● Problem to work on
Set out the data below as a Markdown table with the columns Row and Data line, giving each line its own numbered row and skipping blank lines. Leave the pictures out.
───── Given data
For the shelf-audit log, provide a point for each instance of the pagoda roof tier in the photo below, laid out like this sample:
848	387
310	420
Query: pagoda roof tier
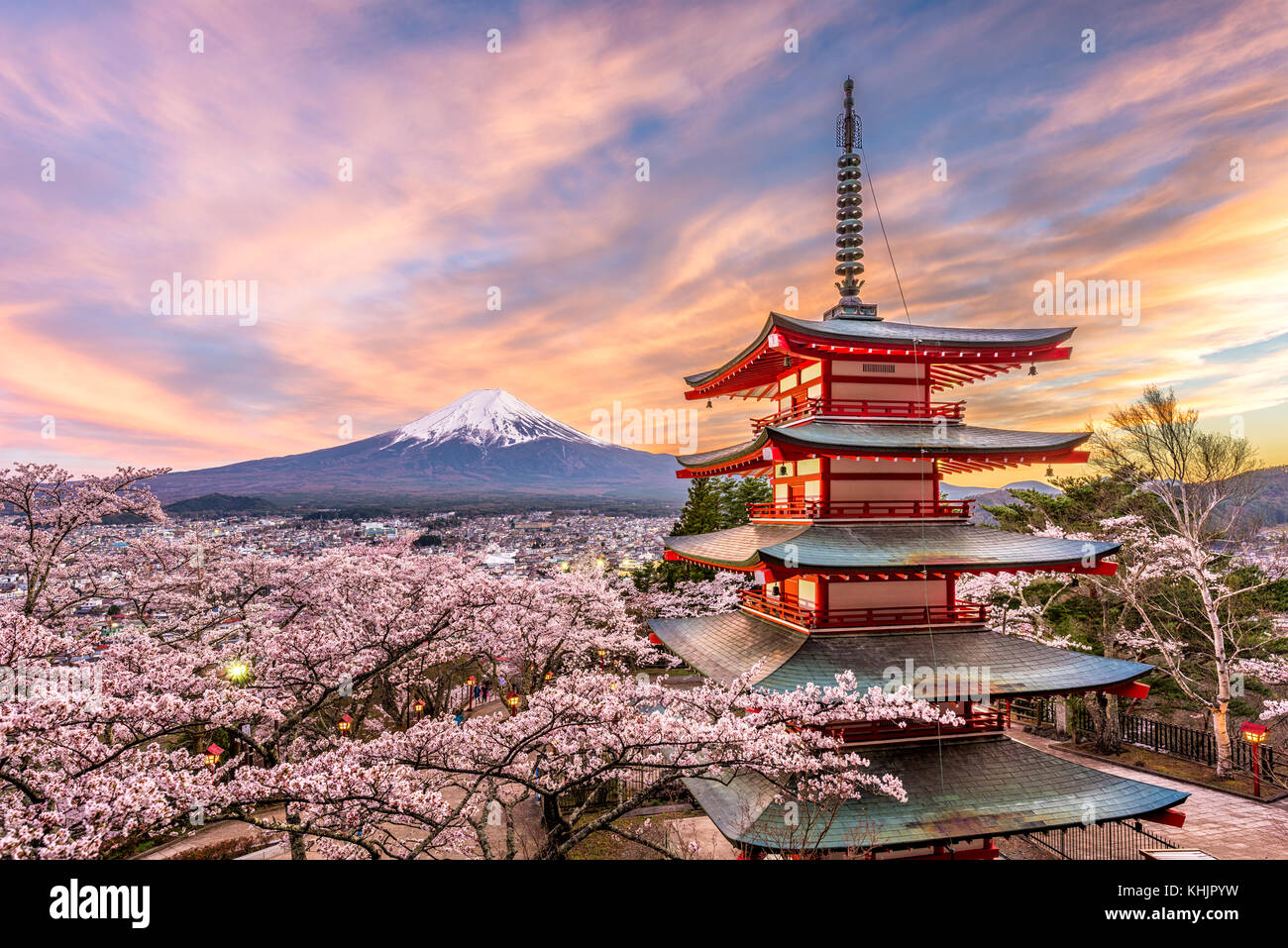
881	549
730	644
962	789
957	356
958	446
──────────
● Solution for this problem
| Row | Data line |
|---|---|
| 1 | For the shelf-audit log, provide a point for each instance of the pagoda roof tier in the photo below, laid out like this sample: |
| 2 | 848	387 |
| 3 | 310	420 |
| 4 | Query: pagoda roof tier |
| 5 | 881	549 |
| 6 | 730	644 |
| 7 | 962	789 |
| 8 | 957	356 |
| 9 | 958	446 |